* WHAT IS BEING ASKED
Copy the rows below word for word, starting at the line that contains "Where can the duck's white" and ending after the line that contains "point(286, 559)".

☆ ☆ ☆ ☆

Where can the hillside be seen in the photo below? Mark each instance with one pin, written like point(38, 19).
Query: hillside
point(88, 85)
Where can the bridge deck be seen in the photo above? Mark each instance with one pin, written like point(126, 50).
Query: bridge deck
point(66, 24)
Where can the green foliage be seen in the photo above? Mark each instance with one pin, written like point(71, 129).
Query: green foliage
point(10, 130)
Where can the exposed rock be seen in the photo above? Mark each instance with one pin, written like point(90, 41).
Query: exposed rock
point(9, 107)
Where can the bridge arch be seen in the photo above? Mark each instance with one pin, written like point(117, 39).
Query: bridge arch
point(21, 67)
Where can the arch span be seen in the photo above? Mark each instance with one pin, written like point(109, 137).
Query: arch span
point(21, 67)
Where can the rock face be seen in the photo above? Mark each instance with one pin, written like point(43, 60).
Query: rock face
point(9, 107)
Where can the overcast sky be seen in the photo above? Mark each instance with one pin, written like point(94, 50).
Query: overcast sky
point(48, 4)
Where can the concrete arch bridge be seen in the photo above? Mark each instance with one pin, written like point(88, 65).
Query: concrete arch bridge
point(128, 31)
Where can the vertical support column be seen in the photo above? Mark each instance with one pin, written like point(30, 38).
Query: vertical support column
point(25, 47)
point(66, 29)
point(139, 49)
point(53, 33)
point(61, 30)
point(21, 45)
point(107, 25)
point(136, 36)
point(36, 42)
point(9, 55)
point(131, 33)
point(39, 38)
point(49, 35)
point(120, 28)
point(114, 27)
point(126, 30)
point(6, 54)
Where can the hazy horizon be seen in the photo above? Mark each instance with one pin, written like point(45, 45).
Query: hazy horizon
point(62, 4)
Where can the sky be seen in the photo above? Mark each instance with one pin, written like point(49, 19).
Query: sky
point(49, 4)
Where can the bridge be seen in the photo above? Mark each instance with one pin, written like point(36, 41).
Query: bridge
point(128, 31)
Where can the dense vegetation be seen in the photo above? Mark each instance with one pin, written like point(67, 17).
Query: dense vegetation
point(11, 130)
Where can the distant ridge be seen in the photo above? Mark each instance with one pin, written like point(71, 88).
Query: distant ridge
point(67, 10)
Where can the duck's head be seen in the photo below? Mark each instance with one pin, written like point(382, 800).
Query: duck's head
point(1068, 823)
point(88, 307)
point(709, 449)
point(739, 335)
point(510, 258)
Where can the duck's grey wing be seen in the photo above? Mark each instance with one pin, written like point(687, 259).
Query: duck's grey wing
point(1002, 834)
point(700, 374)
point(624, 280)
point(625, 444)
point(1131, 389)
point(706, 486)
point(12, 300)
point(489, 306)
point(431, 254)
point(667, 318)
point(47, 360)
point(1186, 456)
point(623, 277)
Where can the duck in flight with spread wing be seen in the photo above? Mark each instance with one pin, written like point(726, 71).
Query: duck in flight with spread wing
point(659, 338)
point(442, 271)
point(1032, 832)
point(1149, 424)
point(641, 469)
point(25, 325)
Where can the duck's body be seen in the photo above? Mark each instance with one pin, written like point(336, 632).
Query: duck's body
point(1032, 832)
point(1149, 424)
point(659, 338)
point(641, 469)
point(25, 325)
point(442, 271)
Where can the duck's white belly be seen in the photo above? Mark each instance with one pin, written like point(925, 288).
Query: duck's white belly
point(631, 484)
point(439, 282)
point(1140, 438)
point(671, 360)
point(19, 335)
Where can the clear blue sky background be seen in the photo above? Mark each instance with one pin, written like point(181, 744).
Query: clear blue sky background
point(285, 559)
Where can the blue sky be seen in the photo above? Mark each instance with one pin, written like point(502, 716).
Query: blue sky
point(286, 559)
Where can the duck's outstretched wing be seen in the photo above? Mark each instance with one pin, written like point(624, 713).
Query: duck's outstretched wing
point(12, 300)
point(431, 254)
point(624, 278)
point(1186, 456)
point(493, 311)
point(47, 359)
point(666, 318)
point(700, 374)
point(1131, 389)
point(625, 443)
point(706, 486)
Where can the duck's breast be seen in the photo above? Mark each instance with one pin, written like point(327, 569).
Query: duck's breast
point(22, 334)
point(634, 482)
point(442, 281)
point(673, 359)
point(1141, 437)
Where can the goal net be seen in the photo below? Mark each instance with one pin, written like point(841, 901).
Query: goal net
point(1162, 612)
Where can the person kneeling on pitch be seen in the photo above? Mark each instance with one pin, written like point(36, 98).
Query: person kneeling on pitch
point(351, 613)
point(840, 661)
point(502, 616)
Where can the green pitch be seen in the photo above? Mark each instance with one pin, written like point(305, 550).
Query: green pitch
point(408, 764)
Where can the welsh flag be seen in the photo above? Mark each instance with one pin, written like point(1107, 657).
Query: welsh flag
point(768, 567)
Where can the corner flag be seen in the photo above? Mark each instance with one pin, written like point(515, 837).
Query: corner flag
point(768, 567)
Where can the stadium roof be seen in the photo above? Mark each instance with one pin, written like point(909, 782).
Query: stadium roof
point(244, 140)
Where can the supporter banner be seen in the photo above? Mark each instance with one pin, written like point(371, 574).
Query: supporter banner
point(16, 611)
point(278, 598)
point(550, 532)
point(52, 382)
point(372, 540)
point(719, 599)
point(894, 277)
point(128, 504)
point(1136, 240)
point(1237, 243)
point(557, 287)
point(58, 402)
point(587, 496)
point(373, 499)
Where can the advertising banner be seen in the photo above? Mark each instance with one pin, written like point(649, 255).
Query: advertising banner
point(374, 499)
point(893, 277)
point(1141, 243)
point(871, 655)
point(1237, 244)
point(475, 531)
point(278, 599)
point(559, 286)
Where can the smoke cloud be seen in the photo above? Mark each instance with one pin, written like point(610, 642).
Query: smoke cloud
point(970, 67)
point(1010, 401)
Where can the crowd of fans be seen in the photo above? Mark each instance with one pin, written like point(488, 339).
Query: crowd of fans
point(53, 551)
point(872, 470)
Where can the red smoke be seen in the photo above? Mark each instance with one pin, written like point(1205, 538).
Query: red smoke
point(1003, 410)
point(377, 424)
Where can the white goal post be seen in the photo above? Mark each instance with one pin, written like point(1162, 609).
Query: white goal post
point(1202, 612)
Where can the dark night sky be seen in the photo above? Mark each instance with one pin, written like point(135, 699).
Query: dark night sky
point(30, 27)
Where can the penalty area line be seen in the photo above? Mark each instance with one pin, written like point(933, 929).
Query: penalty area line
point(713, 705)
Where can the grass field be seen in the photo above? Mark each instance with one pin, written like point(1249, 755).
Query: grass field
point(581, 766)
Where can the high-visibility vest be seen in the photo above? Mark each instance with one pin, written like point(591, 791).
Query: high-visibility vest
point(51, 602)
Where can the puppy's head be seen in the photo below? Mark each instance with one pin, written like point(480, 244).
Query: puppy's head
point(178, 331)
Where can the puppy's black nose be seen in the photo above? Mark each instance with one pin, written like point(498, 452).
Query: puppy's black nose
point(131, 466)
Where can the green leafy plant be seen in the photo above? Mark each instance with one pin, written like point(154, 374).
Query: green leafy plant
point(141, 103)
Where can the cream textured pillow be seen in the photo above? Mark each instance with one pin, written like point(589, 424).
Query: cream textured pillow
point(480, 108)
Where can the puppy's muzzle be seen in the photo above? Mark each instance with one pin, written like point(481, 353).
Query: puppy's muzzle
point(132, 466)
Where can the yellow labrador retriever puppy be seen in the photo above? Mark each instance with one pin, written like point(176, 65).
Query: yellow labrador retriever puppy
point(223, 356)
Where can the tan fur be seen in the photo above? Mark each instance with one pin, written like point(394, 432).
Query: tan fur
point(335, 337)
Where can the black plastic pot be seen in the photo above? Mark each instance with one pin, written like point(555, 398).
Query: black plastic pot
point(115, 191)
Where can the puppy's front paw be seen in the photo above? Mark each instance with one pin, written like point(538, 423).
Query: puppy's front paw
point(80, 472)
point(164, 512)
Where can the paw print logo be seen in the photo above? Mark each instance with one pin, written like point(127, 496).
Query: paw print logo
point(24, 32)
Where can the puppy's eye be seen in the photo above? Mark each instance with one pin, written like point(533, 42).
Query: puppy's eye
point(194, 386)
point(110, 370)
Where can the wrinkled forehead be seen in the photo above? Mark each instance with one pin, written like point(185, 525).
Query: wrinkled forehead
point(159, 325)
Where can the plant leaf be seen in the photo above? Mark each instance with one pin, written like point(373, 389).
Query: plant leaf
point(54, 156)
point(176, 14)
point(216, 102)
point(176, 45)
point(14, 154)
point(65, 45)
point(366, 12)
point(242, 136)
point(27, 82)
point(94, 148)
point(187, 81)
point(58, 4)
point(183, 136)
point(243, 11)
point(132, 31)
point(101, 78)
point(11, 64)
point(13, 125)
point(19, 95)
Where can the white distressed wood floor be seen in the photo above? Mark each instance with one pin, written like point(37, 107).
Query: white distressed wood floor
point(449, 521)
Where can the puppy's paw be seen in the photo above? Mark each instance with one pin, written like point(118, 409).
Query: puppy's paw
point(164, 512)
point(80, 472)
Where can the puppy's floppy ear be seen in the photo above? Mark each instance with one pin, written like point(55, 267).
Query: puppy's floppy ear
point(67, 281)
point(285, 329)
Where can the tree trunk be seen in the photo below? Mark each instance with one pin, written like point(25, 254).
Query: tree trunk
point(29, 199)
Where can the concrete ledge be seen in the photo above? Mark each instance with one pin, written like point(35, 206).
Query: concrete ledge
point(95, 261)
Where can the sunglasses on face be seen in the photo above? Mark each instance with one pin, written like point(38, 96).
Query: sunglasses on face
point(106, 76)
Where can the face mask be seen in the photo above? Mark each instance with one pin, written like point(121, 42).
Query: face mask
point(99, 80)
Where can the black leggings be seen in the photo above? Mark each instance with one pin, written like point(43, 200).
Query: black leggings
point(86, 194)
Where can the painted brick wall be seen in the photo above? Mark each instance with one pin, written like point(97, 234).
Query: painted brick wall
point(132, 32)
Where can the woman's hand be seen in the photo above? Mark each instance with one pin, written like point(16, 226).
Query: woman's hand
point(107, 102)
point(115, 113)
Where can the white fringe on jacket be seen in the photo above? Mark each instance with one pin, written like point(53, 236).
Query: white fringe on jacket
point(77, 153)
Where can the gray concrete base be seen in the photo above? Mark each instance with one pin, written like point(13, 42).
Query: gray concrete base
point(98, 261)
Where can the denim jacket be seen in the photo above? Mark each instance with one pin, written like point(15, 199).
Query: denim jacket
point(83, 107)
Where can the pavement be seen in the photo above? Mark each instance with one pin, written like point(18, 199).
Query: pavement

☆ ☆ ☆ ☆

* TASK SOLUTION
Where can the duck's white belly be seen in the photo above? Mark each instance with one pin, written like point(925, 288).
Query: duck's white belly
point(631, 484)
point(439, 282)
point(1140, 438)
point(671, 360)
point(19, 335)
Where can the clear blue sky background be seen in the photo above? Mark each instance with one pin, written like point(181, 744).
Query: clear blue sky background
point(285, 559)
Where can the blue sky be seen in the photo above? Mark each instance with one pin, written like point(502, 716).
Query: blue sky
point(286, 559)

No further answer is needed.